**Exercise aim:** Print the complete set of entries exactly.
....
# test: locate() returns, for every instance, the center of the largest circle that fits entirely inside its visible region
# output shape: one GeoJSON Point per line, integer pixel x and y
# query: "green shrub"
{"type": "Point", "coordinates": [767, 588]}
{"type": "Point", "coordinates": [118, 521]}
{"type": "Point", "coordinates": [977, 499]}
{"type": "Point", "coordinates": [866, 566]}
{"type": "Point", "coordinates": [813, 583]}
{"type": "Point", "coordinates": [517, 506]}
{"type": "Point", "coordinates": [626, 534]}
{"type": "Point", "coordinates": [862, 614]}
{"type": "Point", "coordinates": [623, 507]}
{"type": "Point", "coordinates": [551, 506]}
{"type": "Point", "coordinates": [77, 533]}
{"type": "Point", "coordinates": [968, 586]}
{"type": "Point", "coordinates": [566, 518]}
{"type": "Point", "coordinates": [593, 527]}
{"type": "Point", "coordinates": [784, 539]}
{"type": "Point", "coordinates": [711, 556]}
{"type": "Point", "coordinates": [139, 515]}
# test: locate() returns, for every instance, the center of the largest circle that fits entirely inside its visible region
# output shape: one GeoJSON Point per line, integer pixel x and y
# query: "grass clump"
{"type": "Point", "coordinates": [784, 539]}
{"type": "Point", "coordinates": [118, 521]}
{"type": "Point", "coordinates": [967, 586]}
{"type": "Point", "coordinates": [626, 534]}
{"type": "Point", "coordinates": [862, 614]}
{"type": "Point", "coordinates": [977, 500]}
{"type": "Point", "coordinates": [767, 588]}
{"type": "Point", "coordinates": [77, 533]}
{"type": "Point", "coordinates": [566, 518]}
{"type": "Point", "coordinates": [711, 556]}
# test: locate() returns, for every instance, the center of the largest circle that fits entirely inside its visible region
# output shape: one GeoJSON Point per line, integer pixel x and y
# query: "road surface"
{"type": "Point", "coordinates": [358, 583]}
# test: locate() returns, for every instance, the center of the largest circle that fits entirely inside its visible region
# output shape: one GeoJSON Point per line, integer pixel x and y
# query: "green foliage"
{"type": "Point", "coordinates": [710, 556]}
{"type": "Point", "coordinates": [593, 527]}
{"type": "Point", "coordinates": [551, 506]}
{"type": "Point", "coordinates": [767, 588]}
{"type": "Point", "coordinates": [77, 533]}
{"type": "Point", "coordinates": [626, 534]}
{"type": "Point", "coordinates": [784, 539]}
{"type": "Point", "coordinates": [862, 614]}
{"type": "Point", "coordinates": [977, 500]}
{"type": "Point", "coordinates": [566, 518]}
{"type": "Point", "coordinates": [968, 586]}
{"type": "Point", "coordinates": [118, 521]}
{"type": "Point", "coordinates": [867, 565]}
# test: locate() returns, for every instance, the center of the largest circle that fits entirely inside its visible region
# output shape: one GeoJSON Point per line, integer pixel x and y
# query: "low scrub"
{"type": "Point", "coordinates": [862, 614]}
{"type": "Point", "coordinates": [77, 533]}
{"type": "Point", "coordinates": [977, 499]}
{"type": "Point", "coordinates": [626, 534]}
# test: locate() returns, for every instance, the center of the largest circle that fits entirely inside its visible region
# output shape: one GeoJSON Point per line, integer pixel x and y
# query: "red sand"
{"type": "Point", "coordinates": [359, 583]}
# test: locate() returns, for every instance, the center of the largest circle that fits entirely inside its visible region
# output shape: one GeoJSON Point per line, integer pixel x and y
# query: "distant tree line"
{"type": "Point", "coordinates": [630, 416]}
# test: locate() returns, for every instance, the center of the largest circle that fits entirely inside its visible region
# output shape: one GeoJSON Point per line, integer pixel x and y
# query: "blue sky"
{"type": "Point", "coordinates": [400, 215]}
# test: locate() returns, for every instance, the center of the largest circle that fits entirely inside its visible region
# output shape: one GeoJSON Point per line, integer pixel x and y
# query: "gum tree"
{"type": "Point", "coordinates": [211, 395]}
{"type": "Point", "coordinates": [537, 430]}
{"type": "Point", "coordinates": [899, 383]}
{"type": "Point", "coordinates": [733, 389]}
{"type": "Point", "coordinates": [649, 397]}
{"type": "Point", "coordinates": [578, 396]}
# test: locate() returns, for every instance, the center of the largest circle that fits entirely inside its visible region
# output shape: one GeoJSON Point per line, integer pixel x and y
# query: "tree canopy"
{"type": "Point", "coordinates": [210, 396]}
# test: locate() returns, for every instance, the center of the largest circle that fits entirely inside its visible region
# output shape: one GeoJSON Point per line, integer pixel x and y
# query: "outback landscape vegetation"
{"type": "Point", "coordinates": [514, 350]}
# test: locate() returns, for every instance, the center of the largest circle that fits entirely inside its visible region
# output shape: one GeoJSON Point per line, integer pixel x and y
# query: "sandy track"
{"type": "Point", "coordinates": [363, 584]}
....
**The answer:**
# test: locate() returns, for every instance, the center of the largest circle that fits entirely inside its visible region
# output shape: one GeoJSON Point per line, integer pixel x and y
# query: "green shrub"
{"type": "Point", "coordinates": [767, 588]}
{"type": "Point", "coordinates": [118, 521]}
{"type": "Point", "coordinates": [977, 499]}
{"type": "Point", "coordinates": [866, 566]}
{"type": "Point", "coordinates": [813, 583]}
{"type": "Point", "coordinates": [517, 506]}
{"type": "Point", "coordinates": [626, 534]}
{"type": "Point", "coordinates": [862, 614]}
{"type": "Point", "coordinates": [623, 507]}
{"type": "Point", "coordinates": [551, 506]}
{"type": "Point", "coordinates": [77, 533]}
{"type": "Point", "coordinates": [968, 586]}
{"type": "Point", "coordinates": [566, 518]}
{"type": "Point", "coordinates": [593, 527]}
{"type": "Point", "coordinates": [784, 539]}
{"type": "Point", "coordinates": [711, 556]}
{"type": "Point", "coordinates": [139, 515]}
# test: locate() returns, for every instance, the center of the largest circle that fits entirely inside its visible region
# output shape: one GeoJSON Point per line, integer pixel x and y
# query: "grass clump"
{"type": "Point", "coordinates": [784, 539]}
{"type": "Point", "coordinates": [118, 521]}
{"type": "Point", "coordinates": [967, 586]}
{"type": "Point", "coordinates": [626, 534]}
{"type": "Point", "coordinates": [862, 614]}
{"type": "Point", "coordinates": [977, 500]}
{"type": "Point", "coordinates": [767, 588]}
{"type": "Point", "coordinates": [77, 533]}
{"type": "Point", "coordinates": [566, 518]}
{"type": "Point", "coordinates": [711, 556]}
# test: locate() returns, for every instance, the center of the largest circle that fits entirely inside its visible region
# output shape: one GeoJSON Point per line, integer pixel x and y
# query: "road surface"
{"type": "Point", "coordinates": [358, 583]}
# test: locate() returns, for every instance, the center of the largest circle that fits entirely inside its visible region
# output shape: one GeoJSON Point per line, integer pixel x and y
# query: "green foliage"
{"type": "Point", "coordinates": [710, 556]}
{"type": "Point", "coordinates": [593, 527]}
{"type": "Point", "coordinates": [551, 506]}
{"type": "Point", "coordinates": [767, 588]}
{"type": "Point", "coordinates": [77, 533]}
{"type": "Point", "coordinates": [626, 534]}
{"type": "Point", "coordinates": [784, 539]}
{"type": "Point", "coordinates": [862, 614]}
{"type": "Point", "coordinates": [977, 500]}
{"type": "Point", "coordinates": [566, 518]}
{"type": "Point", "coordinates": [968, 586]}
{"type": "Point", "coordinates": [118, 521]}
{"type": "Point", "coordinates": [867, 565]}
# test: locate() returns, for every instance, the center of the largest circle that fits entirely inside its visible region
# output shape: one GeoJSON Point per line, integer pixel x and y
# query: "low scrub"
{"type": "Point", "coordinates": [862, 614]}
{"type": "Point", "coordinates": [77, 533]}
{"type": "Point", "coordinates": [977, 499]}
{"type": "Point", "coordinates": [626, 534]}
# test: locate() returns, for every instance, the center of the largest circle that fits entirely inside its visible region
# output shape: one GeoJSON Point per line, integer pixel x and y
# query: "red sand"
{"type": "Point", "coordinates": [359, 583]}
# test: locate() returns, for every instance, the center of the largest circle that fits entirely inside its visible region
# output shape: one GeoJSON Point per line, integer pixel x and y
# query: "distant tree line"
{"type": "Point", "coordinates": [630, 416]}
# test: locate() returns, for every instance, the center of the largest circle that fits entirely inside its visible region
# output shape: one GeoJSON Point per line, integer pixel x and y
# query: "blue sky"
{"type": "Point", "coordinates": [400, 215]}
# test: locate() returns, for every instance, the center of the largest circle that fits entirely inside its visible region
# output shape: one GeoJSON Point per line, integer pixel x and y
# query: "gum tree"
{"type": "Point", "coordinates": [211, 395]}
{"type": "Point", "coordinates": [537, 430]}
{"type": "Point", "coordinates": [899, 383]}
{"type": "Point", "coordinates": [733, 389]}
{"type": "Point", "coordinates": [649, 397]}
{"type": "Point", "coordinates": [578, 396]}
# test: locate() returns, for every instance, the center of the largest circle that fits entirely inside its visible region
# output shape: one GeoJSON Point per line, integer pixel x and y
# query: "tree canopy"
{"type": "Point", "coordinates": [210, 396]}
# test: locate() returns, for every instance, the center of the largest circle that fits entirely inside its visible region
# output shape: one GeoJSON Point per line, integer pixel x and y
# query: "outback landscape vegetation"
{"type": "Point", "coordinates": [514, 350]}
# test: locate() returns, for every instance, the center of the largest circle that fits entirely inside its visible region
# output shape: one GeoJSON Point per line, integer pixel x and y
# query: "sandy track"
{"type": "Point", "coordinates": [363, 584]}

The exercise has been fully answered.